■ Your task
Reproduce the listing below with every "scan" swapped for "image" and nothing else altered. Leave the pictures out.

■ Dataset rows
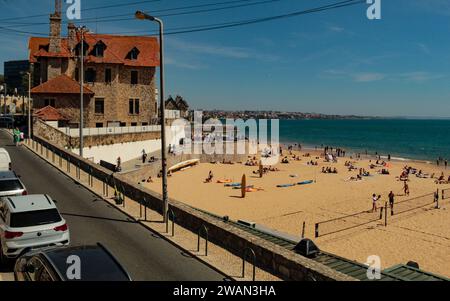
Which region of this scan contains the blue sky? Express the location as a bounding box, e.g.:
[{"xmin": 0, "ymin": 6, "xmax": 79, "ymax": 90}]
[{"xmin": 0, "ymin": 0, "xmax": 450, "ymax": 117}]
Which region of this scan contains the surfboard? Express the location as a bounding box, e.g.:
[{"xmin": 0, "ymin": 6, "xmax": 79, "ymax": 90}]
[
  {"xmin": 167, "ymin": 159, "xmax": 200, "ymax": 172},
  {"xmin": 297, "ymin": 180, "xmax": 314, "ymax": 185},
  {"xmin": 241, "ymin": 174, "xmax": 247, "ymax": 198}
]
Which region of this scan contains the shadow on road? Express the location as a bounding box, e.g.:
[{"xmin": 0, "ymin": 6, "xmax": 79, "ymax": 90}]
[{"xmin": 61, "ymin": 212, "xmax": 137, "ymax": 224}]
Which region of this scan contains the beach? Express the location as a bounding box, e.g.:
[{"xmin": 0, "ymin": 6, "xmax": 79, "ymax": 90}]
[{"xmin": 142, "ymin": 150, "xmax": 450, "ymax": 277}]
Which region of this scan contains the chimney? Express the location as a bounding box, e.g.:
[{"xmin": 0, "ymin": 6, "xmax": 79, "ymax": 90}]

■ Solution for this problem
Which region of this image contains the blue sky? Express the location as a bounding box, e.g.:
[{"xmin": 0, "ymin": 6, "xmax": 79, "ymax": 90}]
[{"xmin": 0, "ymin": 0, "xmax": 450, "ymax": 117}]
Which region of this image contains the surfboard? Express the location as a bounding box, e.g.:
[{"xmin": 0, "ymin": 6, "xmax": 79, "ymax": 90}]
[
  {"xmin": 167, "ymin": 159, "xmax": 200, "ymax": 172},
  {"xmin": 297, "ymin": 180, "xmax": 314, "ymax": 185},
  {"xmin": 241, "ymin": 174, "xmax": 247, "ymax": 198}
]
Which region of this image contains the shadow on road? Express the location as a bounding box, e.g.:
[{"xmin": 0, "ymin": 6, "xmax": 79, "ymax": 90}]
[{"xmin": 61, "ymin": 212, "xmax": 137, "ymax": 224}]
Which region of this image contains the beach? Express the location as a bounding box, e.g.:
[{"xmin": 0, "ymin": 6, "xmax": 79, "ymax": 90}]
[{"xmin": 142, "ymin": 150, "xmax": 450, "ymax": 277}]
Which region of this image contains the chimney? Express the location as a bounding box, e.g.:
[{"xmin": 0, "ymin": 6, "xmax": 79, "ymax": 90}]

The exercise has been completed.